-- Complete the following --
a - In the text on middle ear prostheses, what mean air-bone gap closure does a TORP achieve?
b - List every prosthesis material that the section on material composition options in the middle ear prosthesis text covers.

+++ Document section +++

Types of Middle Ear Prostheses for Ossicular Reconstruction
Middle ear prostheses for ossicular reconstruction are classified into two main types: Partial Ossicular Replacement Prosthesis (PORP) and Total Ossicular Replacement Prosthesis (TORP), with the choice traditionally determined by the presence or absence of an intact stapes superstructure.
Primary Classification System
Partial Ossicular Replacement Prosthesis (PORP)
- PORP is used when the stapes superstructure remains intact, bridging from the tympanic membrane (or malleus handle if present) to the head of the stapes 1, 2.
- This prosthesis is indicated for Austin Type A ossicular defects with an intact stapes superstructure 1.
- PORP provides hearing improvement with mean postoperative air-bone gap (ABG) closure of approximately 17-18 dB 1.
Total Ossicular Replacement Prosthesis (TORP)
- TORP is used when only the stapes footplate remains, with complete absence of the stapes superstructure 1, 2.
- This prosthesis extends from the tympanic membrane (or malleus) directly to the stapes footplate 1.
- TORP achieves mean ABG closure of approximately 20-23 dB 1.
Material Composition Options
Titanium Prostheses
- Titanium is the most widely used material for middle ear prostheses due to excellent biocompatibility and mechanical properties 2, 3.
- Titanium prostheses are available in five different sizes for both PORP and TORP configurations, allowing customization without time-consuming intraoperative shaping 3.
- Success rates (postoperative ABG ≤20 dB) range from 68-79% with titanium prostheses 2, 3.
- Extrusion rates are minimal, and biologic fixation occurs between the prosthesis and native structures 2, 3.
Polycel® (Hydroxyapatite) Prostheses
- Polycel® represents an alternative synthetic material for ossicular reconstruction 4.
- This material has been used historically but shows higher complication rates compared to newer alternatives 4.
Autologous Bone-Cartilage Composite Graft (BCCG)
- BCCG represents a novel autologous technique with the lowest extrusion rate (0%) among all prosthesis types 4.
- This method uses the patient's own tissue, eliminating biocompatibility concerns 4.
- BCCG shows satisfactory hearing outcomes comparable to synthetic materials 4.
Critical Decision-Making Algorithm
Traditional Approach
The conventional algorithm bases prosthesis selection solely on stapes superstructure integrity: intact superstructure → PORP; absent superstructure → TORP 1, 5.
Contemporary Evidence-Based Modification
- Recent mechanical studies suggest TORP may provide superior long-term stability even with intact stapes superstructure (Austin Type A defects) 1.

+++ Listed records +++

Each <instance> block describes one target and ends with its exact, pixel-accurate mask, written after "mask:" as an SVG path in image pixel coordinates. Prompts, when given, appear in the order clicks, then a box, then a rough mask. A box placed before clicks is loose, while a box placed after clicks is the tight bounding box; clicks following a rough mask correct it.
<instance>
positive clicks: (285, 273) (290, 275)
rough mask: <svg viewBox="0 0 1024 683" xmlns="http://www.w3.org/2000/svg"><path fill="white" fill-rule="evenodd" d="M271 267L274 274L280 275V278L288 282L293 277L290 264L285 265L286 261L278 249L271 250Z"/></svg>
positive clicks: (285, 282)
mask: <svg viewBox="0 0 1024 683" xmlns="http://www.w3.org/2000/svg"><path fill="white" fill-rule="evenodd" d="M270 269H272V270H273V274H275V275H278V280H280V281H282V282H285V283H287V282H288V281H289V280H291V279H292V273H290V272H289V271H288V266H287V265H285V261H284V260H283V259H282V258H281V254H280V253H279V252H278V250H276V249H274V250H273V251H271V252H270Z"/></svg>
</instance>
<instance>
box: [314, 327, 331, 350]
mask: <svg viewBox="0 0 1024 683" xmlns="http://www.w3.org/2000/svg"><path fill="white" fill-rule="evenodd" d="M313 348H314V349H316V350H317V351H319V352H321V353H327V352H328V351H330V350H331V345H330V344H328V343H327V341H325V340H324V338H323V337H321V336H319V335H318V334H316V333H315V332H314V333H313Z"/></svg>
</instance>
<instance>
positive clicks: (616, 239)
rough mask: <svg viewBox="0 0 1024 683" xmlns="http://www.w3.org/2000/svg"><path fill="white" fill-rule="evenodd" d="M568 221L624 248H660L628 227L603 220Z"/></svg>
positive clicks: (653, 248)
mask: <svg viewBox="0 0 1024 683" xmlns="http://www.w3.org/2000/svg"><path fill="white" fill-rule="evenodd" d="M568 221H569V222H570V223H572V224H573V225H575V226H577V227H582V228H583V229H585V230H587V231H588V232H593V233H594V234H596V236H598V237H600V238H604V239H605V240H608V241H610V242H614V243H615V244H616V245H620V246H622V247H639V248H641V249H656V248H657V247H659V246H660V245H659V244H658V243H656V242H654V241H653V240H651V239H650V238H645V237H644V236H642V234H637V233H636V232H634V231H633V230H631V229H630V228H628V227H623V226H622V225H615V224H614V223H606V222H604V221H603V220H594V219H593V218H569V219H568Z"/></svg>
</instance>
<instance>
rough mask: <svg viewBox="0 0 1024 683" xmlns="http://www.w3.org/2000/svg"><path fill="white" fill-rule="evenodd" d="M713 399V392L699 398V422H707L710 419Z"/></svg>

+++

-- Exercise solutions --
a - Approximately 20-23 dB

b -
- Titanium
- Polycel® (hydroxyapatite)
- Autologous bone-cartilage composite graft (BCCG)